* Objective
Please count the lines of the records that contain the string "logo", with case counting, and reply with only that number.

* Dataset records
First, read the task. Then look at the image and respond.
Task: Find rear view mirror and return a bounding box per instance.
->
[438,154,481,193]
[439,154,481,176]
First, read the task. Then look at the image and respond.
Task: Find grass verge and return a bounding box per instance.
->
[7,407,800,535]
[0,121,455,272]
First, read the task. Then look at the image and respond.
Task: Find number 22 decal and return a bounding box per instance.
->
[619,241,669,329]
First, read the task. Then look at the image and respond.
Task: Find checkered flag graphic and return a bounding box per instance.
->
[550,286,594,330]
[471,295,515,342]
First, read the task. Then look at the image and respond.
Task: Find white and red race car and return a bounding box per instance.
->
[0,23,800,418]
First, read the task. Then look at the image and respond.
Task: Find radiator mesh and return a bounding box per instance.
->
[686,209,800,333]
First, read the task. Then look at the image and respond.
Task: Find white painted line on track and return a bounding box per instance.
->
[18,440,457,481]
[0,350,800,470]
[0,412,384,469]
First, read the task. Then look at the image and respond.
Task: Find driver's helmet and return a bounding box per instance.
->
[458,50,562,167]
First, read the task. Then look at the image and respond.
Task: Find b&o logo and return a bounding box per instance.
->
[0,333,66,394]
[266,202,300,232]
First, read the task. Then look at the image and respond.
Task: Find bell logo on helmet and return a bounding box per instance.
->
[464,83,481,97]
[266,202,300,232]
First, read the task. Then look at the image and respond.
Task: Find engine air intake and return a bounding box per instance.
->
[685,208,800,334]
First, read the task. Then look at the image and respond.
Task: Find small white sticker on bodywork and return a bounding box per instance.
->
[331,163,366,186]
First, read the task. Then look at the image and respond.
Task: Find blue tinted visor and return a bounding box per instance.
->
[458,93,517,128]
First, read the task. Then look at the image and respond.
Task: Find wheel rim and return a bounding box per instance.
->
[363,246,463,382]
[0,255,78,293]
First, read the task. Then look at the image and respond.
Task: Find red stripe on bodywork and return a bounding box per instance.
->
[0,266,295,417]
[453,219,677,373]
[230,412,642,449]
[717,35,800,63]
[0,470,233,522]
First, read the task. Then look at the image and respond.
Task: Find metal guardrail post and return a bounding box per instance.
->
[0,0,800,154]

* Exercise solution
2